Point labeling examples:

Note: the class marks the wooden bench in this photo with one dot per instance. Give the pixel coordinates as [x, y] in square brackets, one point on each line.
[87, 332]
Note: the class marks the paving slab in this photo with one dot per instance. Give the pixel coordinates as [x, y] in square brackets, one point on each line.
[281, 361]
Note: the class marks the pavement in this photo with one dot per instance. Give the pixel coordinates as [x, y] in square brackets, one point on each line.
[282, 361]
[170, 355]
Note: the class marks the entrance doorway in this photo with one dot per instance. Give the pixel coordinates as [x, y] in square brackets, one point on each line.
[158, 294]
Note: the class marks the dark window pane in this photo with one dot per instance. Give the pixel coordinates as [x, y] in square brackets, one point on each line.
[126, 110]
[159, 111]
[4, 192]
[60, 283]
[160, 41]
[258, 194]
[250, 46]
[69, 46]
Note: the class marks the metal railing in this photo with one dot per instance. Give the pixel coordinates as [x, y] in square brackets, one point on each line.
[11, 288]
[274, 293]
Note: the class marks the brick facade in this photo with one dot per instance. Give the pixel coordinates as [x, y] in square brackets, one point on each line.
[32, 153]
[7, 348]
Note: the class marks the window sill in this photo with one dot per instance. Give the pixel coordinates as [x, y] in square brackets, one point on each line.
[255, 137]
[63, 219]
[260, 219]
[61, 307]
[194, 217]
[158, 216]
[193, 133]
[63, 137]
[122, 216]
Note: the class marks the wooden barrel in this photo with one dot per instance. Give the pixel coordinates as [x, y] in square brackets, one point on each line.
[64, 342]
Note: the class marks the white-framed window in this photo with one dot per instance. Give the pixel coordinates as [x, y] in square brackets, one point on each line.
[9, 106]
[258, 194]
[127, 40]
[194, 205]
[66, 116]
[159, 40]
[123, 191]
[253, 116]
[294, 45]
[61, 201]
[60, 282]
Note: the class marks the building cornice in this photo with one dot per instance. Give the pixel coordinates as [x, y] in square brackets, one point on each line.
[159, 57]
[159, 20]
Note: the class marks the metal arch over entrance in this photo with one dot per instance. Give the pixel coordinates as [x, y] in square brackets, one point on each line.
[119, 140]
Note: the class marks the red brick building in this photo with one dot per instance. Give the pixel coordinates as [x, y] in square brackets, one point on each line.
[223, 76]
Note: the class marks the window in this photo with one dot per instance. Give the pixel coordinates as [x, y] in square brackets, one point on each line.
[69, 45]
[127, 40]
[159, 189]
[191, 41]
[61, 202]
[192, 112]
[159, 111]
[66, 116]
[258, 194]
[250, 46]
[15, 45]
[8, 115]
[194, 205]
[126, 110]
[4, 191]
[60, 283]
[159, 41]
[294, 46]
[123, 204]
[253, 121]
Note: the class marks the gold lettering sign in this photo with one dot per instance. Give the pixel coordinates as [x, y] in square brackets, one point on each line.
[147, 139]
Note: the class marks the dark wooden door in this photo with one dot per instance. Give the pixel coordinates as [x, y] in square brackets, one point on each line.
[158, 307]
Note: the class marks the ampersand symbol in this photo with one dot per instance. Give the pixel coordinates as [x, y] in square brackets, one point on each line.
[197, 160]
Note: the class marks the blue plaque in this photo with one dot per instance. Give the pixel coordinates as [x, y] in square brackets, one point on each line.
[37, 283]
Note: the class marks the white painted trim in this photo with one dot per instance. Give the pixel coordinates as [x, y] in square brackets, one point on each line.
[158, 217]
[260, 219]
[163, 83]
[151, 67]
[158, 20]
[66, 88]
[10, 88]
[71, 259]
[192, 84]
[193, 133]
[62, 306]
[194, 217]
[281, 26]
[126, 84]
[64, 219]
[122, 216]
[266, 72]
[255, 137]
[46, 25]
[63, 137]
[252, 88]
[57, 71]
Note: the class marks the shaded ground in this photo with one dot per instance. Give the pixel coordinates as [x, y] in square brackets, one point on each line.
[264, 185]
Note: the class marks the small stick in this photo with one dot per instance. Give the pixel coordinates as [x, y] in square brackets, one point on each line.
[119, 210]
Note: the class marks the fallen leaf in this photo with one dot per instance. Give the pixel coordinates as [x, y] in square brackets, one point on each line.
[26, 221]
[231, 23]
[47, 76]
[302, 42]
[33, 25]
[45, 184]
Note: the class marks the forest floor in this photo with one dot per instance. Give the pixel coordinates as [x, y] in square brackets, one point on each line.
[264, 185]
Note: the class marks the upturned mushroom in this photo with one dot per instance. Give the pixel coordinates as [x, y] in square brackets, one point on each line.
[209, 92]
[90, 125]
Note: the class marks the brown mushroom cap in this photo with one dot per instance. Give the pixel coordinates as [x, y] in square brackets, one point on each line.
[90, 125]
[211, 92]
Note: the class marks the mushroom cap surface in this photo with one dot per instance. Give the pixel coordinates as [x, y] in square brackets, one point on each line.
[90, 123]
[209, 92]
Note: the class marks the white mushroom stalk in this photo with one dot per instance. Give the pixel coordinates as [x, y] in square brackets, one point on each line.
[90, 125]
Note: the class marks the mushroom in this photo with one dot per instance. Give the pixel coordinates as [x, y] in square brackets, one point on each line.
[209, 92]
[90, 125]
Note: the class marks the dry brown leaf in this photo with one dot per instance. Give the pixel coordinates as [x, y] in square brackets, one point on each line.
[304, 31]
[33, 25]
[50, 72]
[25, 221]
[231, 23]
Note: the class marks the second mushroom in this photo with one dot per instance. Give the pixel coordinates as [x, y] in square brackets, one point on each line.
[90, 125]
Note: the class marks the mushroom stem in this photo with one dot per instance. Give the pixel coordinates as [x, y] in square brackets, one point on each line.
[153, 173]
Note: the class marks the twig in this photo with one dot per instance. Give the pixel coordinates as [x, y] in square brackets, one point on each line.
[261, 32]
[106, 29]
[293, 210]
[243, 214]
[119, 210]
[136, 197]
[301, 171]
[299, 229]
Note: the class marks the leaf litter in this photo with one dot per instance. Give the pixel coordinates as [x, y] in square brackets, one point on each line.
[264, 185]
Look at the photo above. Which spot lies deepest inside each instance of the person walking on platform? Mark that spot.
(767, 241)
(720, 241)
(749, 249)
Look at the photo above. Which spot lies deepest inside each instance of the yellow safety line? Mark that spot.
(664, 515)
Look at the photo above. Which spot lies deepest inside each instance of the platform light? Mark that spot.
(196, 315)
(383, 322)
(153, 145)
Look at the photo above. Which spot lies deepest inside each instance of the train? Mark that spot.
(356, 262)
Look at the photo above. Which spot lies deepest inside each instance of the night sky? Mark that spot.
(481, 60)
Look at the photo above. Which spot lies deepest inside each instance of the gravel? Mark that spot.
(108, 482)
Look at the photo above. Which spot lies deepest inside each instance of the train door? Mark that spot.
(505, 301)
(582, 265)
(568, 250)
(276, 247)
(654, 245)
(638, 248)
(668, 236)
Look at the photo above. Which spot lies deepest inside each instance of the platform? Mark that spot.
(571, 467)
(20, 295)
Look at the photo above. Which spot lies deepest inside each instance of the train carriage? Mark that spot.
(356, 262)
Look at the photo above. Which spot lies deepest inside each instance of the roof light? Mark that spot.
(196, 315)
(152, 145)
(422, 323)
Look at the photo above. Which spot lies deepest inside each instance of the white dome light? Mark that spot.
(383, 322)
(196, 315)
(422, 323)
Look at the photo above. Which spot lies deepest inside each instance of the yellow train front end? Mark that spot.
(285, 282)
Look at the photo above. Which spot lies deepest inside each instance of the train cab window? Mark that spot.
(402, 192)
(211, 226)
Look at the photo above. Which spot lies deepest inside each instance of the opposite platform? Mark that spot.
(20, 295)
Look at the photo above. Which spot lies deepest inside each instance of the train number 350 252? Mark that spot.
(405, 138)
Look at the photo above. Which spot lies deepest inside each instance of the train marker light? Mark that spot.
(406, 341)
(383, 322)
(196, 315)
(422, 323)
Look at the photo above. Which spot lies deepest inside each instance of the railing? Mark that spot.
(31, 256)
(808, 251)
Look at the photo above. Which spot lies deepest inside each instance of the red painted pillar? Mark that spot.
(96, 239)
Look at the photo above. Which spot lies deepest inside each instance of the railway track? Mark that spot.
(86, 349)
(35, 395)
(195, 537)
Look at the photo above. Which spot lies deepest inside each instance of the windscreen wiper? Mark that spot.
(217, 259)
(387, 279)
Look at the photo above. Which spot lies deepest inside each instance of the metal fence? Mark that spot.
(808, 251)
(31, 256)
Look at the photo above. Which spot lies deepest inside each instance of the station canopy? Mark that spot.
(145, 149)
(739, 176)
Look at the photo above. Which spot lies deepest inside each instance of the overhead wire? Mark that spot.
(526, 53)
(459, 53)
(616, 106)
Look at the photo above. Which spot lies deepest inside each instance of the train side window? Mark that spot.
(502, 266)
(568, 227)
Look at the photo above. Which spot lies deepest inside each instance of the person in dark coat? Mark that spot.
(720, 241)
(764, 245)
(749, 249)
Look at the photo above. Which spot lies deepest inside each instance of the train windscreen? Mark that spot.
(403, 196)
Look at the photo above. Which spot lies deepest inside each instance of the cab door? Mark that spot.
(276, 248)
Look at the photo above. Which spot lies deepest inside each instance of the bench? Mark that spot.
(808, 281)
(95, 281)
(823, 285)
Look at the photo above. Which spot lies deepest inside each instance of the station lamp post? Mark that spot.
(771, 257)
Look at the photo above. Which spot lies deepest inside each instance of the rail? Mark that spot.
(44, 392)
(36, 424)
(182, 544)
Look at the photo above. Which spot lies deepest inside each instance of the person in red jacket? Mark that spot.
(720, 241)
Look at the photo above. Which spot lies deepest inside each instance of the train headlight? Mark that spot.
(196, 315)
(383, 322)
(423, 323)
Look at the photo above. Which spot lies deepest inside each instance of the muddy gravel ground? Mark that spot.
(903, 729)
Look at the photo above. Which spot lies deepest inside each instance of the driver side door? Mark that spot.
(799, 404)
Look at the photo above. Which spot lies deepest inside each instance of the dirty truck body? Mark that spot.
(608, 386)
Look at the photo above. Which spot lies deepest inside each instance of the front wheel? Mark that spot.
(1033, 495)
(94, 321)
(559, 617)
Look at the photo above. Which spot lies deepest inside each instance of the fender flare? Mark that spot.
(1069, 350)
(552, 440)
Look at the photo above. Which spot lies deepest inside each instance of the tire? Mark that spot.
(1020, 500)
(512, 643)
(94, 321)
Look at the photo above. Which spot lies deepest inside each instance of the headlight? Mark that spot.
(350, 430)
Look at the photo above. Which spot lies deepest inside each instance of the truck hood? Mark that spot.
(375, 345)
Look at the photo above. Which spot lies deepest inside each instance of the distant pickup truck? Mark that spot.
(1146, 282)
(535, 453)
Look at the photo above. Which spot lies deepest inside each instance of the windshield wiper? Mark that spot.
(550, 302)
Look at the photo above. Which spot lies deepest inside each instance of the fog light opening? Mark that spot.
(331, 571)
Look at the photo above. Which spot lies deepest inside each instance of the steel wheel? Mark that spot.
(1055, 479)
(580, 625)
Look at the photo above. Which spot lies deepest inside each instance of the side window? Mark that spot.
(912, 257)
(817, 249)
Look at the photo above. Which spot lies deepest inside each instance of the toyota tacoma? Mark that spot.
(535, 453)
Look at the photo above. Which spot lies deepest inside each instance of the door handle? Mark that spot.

> **Exercise brief**: Restate word for word the lines from the one holding "opening? Mark that spot." to the end of the listing, both ends included, and nothing more.

> **Written reply**:
Look at the photo above. Which spot lies deepest inside each instance of the fog light opening? Mark that spot.
(331, 571)
Look at the photo above. Which spot lies deepest inside each instance of the steel wheel? Mark that spot.
(1055, 479)
(580, 625)
Look at the photo above. Which spot lies deepest inside each instance of the side window? Mark that spot.
(912, 257)
(817, 249)
Look at the photo above. Which spot lies deepest inside each instance of the toyota tacoma? Mark that spot.
(535, 453)
Look at the photo above. Which spot lies deepest inside each instance of the door handle? Mark that spot.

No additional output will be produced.